• **Task description**:
Each entry that appears below should be restated exactly as it is.

• **Provided data**:
┏━━

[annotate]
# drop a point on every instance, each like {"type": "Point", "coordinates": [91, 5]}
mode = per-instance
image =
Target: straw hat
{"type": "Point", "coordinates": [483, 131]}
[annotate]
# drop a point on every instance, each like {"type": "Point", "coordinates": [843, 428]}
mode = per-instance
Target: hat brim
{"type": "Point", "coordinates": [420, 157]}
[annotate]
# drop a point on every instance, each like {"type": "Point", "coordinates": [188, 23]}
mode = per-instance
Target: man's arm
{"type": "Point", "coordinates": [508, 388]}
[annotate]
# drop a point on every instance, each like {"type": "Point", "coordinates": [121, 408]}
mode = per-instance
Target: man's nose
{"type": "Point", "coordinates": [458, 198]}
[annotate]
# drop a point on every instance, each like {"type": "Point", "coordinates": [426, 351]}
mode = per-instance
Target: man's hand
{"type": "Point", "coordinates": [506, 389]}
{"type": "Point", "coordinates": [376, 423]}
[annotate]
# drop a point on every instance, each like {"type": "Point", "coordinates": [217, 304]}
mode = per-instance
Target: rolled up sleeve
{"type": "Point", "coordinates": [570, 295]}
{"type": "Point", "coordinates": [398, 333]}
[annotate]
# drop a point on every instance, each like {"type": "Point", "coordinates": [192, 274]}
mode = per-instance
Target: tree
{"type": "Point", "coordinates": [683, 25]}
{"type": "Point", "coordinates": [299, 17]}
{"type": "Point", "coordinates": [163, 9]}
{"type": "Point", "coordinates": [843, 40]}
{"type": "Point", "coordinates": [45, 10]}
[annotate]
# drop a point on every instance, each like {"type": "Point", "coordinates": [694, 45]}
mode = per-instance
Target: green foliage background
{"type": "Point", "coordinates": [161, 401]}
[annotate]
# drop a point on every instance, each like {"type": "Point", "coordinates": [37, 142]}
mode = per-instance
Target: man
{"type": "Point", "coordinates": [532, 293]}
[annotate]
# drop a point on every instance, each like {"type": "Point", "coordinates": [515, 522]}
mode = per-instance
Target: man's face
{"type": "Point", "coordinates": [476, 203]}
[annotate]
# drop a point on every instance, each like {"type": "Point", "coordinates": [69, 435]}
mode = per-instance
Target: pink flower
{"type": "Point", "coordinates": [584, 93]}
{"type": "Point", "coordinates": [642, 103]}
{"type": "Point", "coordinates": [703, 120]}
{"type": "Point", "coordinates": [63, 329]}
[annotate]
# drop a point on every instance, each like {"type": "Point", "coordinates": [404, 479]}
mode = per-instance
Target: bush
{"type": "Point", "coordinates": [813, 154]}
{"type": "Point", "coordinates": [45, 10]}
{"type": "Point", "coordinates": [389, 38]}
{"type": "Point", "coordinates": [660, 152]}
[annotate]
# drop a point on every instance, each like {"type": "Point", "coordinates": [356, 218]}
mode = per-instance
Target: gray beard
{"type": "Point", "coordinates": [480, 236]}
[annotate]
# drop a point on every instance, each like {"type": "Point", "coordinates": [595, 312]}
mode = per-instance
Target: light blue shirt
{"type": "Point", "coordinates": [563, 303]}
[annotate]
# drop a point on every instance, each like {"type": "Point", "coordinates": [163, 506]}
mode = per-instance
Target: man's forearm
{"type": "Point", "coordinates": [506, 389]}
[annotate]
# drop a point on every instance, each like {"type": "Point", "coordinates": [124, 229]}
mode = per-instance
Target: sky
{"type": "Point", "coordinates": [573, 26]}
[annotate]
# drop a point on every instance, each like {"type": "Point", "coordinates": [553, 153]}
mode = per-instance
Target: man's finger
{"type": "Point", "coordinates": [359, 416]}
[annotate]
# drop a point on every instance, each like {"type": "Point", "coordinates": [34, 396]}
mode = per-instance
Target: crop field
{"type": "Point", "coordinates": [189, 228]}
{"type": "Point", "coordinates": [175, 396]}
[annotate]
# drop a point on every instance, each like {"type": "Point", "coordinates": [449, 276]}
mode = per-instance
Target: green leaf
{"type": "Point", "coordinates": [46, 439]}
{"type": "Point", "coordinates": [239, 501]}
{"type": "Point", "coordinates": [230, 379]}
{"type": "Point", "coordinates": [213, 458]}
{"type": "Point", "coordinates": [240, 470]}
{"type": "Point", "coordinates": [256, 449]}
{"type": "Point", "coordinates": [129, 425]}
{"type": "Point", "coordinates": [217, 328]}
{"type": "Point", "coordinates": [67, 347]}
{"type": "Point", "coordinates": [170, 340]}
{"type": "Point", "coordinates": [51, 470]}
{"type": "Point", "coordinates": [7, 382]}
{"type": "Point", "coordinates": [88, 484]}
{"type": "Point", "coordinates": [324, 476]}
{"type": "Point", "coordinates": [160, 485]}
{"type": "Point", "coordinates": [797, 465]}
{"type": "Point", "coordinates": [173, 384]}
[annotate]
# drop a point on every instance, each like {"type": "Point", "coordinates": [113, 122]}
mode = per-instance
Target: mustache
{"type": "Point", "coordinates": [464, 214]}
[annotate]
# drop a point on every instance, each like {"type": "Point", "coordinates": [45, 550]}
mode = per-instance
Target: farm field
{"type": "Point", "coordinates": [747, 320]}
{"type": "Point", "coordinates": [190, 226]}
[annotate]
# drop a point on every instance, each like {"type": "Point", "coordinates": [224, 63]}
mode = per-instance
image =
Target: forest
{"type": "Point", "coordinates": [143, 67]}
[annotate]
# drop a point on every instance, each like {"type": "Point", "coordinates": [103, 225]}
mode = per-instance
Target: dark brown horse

┗━━

• **Answer to this problem**:
[annotate]
# drop a point on every instance, each like {"type": "Point", "coordinates": [91, 5]}
mode = per-instance
image =
Target: straw hat
{"type": "Point", "coordinates": [483, 131]}
[annotate]
# drop a point on every instance, each like {"type": "Point", "coordinates": [843, 428]}
mode = per-instance
Target: hat brim
{"type": "Point", "coordinates": [420, 157]}
[annotate]
# drop a point on every instance, each like {"type": "Point", "coordinates": [188, 23]}
mode = per-instance
Target: man's arm
{"type": "Point", "coordinates": [508, 388]}
[annotate]
# drop a point on every instance, each like {"type": "Point", "coordinates": [121, 408]}
mode = per-instance
Target: man's nose
{"type": "Point", "coordinates": [458, 198]}
[annotate]
# drop a point on every instance, each like {"type": "Point", "coordinates": [426, 351]}
mode = per-instance
Target: man's hand
{"type": "Point", "coordinates": [506, 389]}
{"type": "Point", "coordinates": [376, 423]}
[annotate]
# drop a point on every instance, each like {"type": "Point", "coordinates": [217, 304]}
mode = per-instance
Target: rolled up sleeve
{"type": "Point", "coordinates": [570, 295]}
{"type": "Point", "coordinates": [398, 333]}
[annotate]
# drop a point on every instance, each like {"type": "Point", "coordinates": [192, 274]}
mode = per-instance
Target: tree
{"type": "Point", "coordinates": [683, 25]}
{"type": "Point", "coordinates": [299, 17]}
{"type": "Point", "coordinates": [163, 9]}
{"type": "Point", "coordinates": [843, 40]}
{"type": "Point", "coordinates": [45, 10]}
[annotate]
# drop a point on every instance, each like {"type": "Point", "coordinates": [694, 45]}
mode = per-instance
Target: green foliage background
{"type": "Point", "coordinates": [161, 401]}
[annotate]
# drop a point on every instance, each like {"type": "Point", "coordinates": [37, 142]}
mode = per-instance
Target: man
{"type": "Point", "coordinates": [532, 293]}
[annotate]
# drop a point on every instance, each like {"type": "Point", "coordinates": [515, 522]}
mode = per-instance
Target: man's face
{"type": "Point", "coordinates": [476, 203]}
[annotate]
# drop a point on every instance, each like {"type": "Point", "coordinates": [69, 435]}
mode = per-instance
Target: pink flower
{"type": "Point", "coordinates": [584, 93]}
{"type": "Point", "coordinates": [642, 103]}
{"type": "Point", "coordinates": [703, 120]}
{"type": "Point", "coordinates": [63, 329]}
[annotate]
# drop a point on every instance, each like {"type": "Point", "coordinates": [404, 479]}
mode = per-instance
Target: bush
{"type": "Point", "coordinates": [813, 154]}
{"type": "Point", "coordinates": [45, 10]}
{"type": "Point", "coordinates": [389, 38]}
{"type": "Point", "coordinates": [660, 152]}
[annotate]
# drop a point on every instance, each like {"type": "Point", "coordinates": [356, 218]}
mode = per-instance
Target: gray beard
{"type": "Point", "coordinates": [480, 236]}
[annotate]
# drop a point on every instance, each like {"type": "Point", "coordinates": [595, 312]}
mode = per-instance
Target: light blue shirt
{"type": "Point", "coordinates": [563, 303]}
[annotate]
# drop a point on every instance, each like {"type": "Point", "coordinates": [163, 506]}
mode = per-instance
Target: man's forearm
{"type": "Point", "coordinates": [506, 389]}
[annotate]
# drop a point on every instance, each like {"type": "Point", "coordinates": [124, 229]}
mode = per-instance
Target: sky
{"type": "Point", "coordinates": [573, 26]}
[annotate]
# drop a point on every instance, each like {"type": "Point", "coordinates": [553, 153]}
mode = per-instance
Target: man's finger
{"type": "Point", "coordinates": [359, 416]}
[annotate]
# drop a point on every instance, each like {"type": "Point", "coordinates": [34, 396]}
mode = per-instance
Target: crop field
{"type": "Point", "coordinates": [189, 228]}
{"type": "Point", "coordinates": [175, 396]}
[annotate]
# drop a point on every instance, each like {"type": "Point", "coordinates": [449, 276]}
mode = per-instance
Target: green leaf
{"type": "Point", "coordinates": [46, 439]}
{"type": "Point", "coordinates": [239, 501]}
{"type": "Point", "coordinates": [230, 379]}
{"type": "Point", "coordinates": [213, 458]}
{"type": "Point", "coordinates": [240, 470]}
{"type": "Point", "coordinates": [256, 449]}
{"type": "Point", "coordinates": [129, 425]}
{"type": "Point", "coordinates": [217, 328]}
{"type": "Point", "coordinates": [67, 347]}
{"type": "Point", "coordinates": [170, 340]}
{"type": "Point", "coordinates": [51, 470]}
{"type": "Point", "coordinates": [7, 382]}
{"type": "Point", "coordinates": [88, 484]}
{"type": "Point", "coordinates": [324, 476]}
{"type": "Point", "coordinates": [160, 485]}
{"type": "Point", "coordinates": [797, 465]}
{"type": "Point", "coordinates": [173, 384]}
[annotate]
# drop a point on every instance, each like {"type": "Point", "coordinates": [113, 122]}
mode = per-instance
Target: mustache
{"type": "Point", "coordinates": [464, 214]}
[annotate]
# drop a point on every instance, each like {"type": "Point", "coordinates": [45, 550]}
mode = per-instance
Target: farm field
{"type": "Point", "coordinates": [747, 320]}
{"type": "Point", "coordinates": [190, 226]}
[annotate]
# drop a point on every instance, each like {"type": "Point", "coordinates": [224, 63]}
mode = per-instance
image =
Target: forest
{"type": "Point", "coordinates": [143, 67]}
[annotate]
# drop a point on every instance, each like {"type": "Point", "coordinates": [103, 225]}
mode = per-instance
Target: dark brown horse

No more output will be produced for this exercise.